Stated exercise: Gather each line in the records below that contains the word "arched". Copy those lines.

Dataset items:
## BEGIN
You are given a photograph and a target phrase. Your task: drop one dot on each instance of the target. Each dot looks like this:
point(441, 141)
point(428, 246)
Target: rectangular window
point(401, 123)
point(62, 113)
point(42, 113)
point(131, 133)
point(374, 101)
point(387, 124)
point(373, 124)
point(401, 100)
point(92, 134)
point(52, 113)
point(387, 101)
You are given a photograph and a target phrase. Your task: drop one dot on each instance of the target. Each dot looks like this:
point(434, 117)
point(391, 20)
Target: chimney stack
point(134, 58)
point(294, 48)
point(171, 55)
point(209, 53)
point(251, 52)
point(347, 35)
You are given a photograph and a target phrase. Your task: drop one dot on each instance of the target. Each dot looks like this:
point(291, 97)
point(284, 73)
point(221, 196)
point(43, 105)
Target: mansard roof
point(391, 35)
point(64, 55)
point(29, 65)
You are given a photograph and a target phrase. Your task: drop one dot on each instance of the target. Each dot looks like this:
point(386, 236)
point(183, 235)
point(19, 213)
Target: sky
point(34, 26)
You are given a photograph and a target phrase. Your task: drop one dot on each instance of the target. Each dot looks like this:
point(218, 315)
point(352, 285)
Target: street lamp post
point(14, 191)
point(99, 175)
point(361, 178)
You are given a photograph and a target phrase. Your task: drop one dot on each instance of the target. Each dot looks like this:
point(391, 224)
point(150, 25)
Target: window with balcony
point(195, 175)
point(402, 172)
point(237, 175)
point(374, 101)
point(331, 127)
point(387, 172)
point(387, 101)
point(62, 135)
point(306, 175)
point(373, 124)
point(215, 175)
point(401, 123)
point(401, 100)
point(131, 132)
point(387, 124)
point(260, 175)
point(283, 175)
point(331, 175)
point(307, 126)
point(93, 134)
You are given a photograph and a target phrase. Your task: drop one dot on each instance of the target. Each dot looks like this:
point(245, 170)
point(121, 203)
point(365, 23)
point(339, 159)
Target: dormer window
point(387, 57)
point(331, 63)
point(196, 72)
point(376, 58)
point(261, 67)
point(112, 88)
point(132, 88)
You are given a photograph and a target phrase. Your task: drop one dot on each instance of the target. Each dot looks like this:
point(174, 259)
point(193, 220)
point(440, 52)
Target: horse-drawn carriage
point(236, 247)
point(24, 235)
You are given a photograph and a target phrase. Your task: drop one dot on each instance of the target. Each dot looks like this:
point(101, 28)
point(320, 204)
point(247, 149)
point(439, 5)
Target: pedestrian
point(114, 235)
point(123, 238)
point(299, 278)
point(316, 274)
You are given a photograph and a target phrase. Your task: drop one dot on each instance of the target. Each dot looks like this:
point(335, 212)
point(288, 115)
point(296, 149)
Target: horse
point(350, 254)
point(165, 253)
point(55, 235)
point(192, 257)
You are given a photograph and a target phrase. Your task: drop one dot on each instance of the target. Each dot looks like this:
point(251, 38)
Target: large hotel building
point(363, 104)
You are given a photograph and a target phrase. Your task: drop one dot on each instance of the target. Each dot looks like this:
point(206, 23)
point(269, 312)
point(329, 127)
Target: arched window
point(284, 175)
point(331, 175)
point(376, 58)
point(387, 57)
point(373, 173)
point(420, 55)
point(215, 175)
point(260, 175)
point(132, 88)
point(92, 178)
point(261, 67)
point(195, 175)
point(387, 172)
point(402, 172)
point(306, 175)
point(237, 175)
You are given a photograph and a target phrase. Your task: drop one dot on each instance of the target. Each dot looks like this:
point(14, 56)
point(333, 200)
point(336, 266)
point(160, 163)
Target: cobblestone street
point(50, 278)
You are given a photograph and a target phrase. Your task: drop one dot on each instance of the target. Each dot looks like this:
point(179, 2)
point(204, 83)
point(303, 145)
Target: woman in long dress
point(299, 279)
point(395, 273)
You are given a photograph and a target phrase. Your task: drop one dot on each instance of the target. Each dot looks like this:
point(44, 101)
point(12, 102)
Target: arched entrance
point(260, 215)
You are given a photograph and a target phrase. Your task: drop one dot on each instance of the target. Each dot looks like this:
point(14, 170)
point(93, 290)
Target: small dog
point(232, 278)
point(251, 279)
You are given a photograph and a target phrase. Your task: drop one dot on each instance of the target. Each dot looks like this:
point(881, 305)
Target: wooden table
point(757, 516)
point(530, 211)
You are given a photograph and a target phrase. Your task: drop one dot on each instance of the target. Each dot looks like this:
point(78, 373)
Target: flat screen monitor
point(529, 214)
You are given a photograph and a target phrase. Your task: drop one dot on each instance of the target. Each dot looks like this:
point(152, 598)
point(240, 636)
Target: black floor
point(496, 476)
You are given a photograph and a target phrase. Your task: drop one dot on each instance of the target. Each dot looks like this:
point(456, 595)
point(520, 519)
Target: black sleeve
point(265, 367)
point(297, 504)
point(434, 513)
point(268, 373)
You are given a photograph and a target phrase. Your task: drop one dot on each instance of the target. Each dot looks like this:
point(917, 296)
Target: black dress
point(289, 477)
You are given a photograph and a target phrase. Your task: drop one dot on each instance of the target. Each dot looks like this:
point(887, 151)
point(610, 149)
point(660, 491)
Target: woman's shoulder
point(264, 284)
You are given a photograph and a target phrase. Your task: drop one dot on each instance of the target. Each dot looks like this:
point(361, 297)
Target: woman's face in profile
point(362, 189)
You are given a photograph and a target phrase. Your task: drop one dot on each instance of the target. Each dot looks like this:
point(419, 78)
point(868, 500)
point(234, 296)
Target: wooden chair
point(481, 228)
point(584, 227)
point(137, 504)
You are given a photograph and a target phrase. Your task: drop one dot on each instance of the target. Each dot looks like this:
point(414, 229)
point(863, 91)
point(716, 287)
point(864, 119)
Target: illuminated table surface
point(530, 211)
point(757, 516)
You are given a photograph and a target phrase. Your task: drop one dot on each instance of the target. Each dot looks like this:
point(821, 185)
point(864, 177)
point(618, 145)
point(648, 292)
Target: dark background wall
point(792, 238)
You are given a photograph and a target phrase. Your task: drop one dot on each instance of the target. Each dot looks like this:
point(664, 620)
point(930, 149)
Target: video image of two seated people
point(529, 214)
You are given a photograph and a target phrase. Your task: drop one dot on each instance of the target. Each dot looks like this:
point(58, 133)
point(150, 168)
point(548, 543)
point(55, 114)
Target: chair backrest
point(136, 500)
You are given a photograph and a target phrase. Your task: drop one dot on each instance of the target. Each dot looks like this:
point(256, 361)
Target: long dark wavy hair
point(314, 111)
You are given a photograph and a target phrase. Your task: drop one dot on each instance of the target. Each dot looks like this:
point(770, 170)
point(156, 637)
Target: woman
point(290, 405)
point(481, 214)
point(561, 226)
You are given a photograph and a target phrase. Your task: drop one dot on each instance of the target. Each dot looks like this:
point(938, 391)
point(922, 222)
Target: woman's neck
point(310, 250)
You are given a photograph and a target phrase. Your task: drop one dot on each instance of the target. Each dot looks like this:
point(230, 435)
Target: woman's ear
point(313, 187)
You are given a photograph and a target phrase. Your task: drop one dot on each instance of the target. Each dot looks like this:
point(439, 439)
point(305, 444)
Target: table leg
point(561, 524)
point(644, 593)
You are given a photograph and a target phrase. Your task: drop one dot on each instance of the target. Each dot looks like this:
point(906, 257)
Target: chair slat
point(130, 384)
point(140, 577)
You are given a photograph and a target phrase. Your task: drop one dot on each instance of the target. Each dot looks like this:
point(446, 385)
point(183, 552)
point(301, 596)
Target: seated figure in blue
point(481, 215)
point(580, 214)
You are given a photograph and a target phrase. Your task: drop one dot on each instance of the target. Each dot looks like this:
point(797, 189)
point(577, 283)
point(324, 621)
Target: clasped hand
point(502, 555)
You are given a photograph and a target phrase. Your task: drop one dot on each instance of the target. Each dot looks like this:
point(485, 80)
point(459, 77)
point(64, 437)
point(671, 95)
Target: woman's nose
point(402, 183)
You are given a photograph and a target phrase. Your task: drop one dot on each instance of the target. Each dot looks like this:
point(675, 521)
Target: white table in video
## END
Complete response:
Target: arched window
Target: arched entrance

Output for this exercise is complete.